▼

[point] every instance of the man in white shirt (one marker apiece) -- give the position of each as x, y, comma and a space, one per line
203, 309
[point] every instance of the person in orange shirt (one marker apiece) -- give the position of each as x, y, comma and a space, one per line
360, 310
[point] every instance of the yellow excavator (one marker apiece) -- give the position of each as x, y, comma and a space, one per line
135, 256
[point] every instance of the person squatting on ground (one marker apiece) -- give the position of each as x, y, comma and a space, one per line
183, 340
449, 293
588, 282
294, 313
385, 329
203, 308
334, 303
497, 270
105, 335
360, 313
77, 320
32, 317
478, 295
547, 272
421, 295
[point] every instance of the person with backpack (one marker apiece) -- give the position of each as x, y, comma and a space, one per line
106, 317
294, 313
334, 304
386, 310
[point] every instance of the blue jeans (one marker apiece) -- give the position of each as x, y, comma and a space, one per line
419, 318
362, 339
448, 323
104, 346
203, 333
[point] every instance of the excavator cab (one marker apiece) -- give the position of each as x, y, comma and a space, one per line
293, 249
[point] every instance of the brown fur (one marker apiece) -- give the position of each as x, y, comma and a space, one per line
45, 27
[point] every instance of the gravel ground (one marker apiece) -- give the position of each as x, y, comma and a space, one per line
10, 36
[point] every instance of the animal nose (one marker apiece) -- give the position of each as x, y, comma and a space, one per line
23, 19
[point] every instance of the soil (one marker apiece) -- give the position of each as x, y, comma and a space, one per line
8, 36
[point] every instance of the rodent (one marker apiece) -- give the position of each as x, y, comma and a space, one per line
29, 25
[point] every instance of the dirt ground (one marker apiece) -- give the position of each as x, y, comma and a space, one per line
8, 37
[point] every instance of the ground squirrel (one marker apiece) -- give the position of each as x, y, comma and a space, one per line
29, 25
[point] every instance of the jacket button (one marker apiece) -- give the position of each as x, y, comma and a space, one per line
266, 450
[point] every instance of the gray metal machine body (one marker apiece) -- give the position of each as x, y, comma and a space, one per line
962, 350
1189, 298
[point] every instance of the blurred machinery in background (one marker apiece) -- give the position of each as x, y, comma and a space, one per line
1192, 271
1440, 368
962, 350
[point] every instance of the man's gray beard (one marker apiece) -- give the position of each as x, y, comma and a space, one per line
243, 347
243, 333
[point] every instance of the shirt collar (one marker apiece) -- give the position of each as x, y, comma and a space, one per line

▲

# GOAL:
Rewrite the rows as a JSON list of strings, starting at the line that contains "[point] every instance of the jacket" and ending at the last line of the rows, with one string per line and blank lines left out.

# EXERCISE RESULT:
[
  "[point] every instance of the jacket button (one marker apiece) -- give the position of each as x, y, comma and a space, one per line",
  "266, 450",
  "[point] every instance of the gray metal machine body (one marker apiece) -- give the position of each as x, y, comma and a space, one per line",
  "962, 350",
  "1189, 298",
  "[point] every instance of the blurred machinery in background (one marker apiece) -- give the position of each as x, y, comma and a space, one per line",
  "1192, 271",
  "1440, 368",
  "962, 350",
  "[point] every instance of the man's gray beard (one marker apiece) -- give the position of each as x, y, comma and a space, one per line",
  "243, 347",
  "243, 333",
  "[point] every instance of the shirt collar (one marker apiece) -- give the position of each as x, y, comma and a space, one per line"
]